Tag Archives: Internet

Indeterminate Sentences for Sex Offenders

In my last blog I wrote about John Rydberg, a sex-offender from Minnesota, who had a long string of offenses, including a 1975 assault in which he broke into a rural Wisconsin home and raped a young couple as their son slept upstairs. Four years later, during his second escape from treatment, he raped a Minnesota woman at knifepoint in front of her children. Rydberg admitted to counselors that he committed more than 90 sex offenses, mostly involving voyeurism or exposing himself. The 69-year-old Rydberg is at the center of a contentious debate between those who advocate for releasing predatory sex offenders after they have served their sentence, and those who favor indeterminate prison sentences.

Now, legislators in the Minnesota House of Representatives have written a bill that would keep the most predatory sex offenders in prison instead of diverting them to expensive and controversial state civil commitment programs in overcrowded treatment centers, which could lead to supervised release. Under the bill, convicted offenders would face open-ended “indeterminate” prison sentences if members of a jury found them to be predatory––meaning they lack control over sexual impulses and pose a danger to others. Such offenders would have to serve at least twice the recommended sentence and could be released only if the corrections commissioner determined they were no longer a threat to society. If the bill becomes law, it would mark a return to the type of sentencing Minnesota had 17 years ago.
——————————
INSTRUCTIONS:
A. In the blog post on indeterminate sentences for sex offenders, what is the minimum term that an offender found predatory would have to serve under the Minnesota House bill?
B. Carry the blog post on indeterminate sentences for sex offenders forward from its final sentence.

GIVEN MATERIAL:
——————————
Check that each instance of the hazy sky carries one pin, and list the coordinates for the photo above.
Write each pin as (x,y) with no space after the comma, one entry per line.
——————————
ANSWERS GIVEN:
A. At least twice the recommended sentence.

B.
UPDATE:

William Melchert-Dinkel, a former nurse from Faribault, Minnesota, was convicted yesterday of two felonies when a judge ruled he had used the Internet to advise and encourage the suicides of Mark Drybrough of Coventry, England, and Nadia Kajouji of Ottawa, Canada. Drybrough hanged himself in 2005, and Kajouji jumped into a frozen river in 2008. Melchart-Dinkel, posing as a suicide nurse, tried to persuade the victims to hang themselves while he watched via webcam. While Melchart-Dinkel was charged with only two counts, he chatted online with ten suicidal people, five of whom killed themselves.

His defense attorney argued that Melchert-Dinkel’s writings didn’t materially assist the suicides and constituted protected free speech. The judge rejected that argument noting that inciting people to commit suicide is considered “Lethal Advocacy,” which isn’t protected by the First Amendment because it goes against the government’s compelling interest in protecting the lives of vulnerable citizens. If Melchert-Dinkel had merely written a political or religious opinion, the judge wrote, he would have been protected.

The defense plans to appeal the ruling.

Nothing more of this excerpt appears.